▶ [Exercise prompt]
Pull out every line in the material below that contains the string "gets".

Collection entries:
------------------------------------
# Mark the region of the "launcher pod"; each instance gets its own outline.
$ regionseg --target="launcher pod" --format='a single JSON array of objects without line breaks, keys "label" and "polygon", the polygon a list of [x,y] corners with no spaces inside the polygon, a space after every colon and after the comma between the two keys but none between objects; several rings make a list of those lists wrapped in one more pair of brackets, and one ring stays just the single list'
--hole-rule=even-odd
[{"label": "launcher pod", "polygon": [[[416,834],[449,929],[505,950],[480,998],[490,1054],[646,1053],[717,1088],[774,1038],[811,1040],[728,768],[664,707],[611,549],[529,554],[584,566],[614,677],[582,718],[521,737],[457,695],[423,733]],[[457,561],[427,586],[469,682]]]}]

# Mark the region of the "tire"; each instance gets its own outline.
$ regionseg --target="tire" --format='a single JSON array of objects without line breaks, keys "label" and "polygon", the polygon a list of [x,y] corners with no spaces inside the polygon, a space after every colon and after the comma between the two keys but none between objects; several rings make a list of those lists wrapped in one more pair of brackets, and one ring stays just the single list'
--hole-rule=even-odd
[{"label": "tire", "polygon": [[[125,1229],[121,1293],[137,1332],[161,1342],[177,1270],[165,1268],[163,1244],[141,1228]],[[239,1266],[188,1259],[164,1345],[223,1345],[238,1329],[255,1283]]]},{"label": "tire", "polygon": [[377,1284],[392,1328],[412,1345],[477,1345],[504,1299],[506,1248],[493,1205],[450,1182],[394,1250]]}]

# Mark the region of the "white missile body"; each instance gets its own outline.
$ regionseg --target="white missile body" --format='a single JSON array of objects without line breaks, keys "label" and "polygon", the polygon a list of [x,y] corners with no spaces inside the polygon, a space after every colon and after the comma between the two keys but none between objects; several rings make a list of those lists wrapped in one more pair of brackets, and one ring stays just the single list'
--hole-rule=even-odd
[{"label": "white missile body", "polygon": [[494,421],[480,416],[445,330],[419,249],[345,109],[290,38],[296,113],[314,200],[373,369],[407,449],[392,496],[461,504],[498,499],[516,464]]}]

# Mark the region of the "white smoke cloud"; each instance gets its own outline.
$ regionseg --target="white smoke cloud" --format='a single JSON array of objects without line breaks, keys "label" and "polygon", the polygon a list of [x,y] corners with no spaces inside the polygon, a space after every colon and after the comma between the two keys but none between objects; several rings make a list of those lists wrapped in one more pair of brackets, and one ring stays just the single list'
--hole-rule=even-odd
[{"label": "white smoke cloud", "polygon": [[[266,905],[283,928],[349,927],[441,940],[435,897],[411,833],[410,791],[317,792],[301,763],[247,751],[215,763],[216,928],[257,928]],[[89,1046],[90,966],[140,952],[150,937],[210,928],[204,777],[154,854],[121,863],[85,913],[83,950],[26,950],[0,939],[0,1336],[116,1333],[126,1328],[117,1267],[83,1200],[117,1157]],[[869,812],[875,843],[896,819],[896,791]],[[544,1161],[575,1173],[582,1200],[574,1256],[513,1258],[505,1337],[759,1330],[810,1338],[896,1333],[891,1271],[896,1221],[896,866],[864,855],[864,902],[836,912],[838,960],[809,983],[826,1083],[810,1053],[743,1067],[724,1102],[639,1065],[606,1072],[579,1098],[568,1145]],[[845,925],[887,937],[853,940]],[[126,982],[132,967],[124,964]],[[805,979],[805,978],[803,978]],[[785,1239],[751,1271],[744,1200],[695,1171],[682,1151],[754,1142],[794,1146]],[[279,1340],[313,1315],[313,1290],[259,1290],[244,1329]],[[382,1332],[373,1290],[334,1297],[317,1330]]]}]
------------------------------------
▶ [Answer for this exercise]
# Mark the region of the "launcher pod"; each instance gets its own outline.
# Mark the region of the "tire"; each instance gets its own outline.
# Mark the region of the "white missile body"; each instance gets its own outline.
# Mark the region of the "white smoke cloud"; each instance gets its own outline.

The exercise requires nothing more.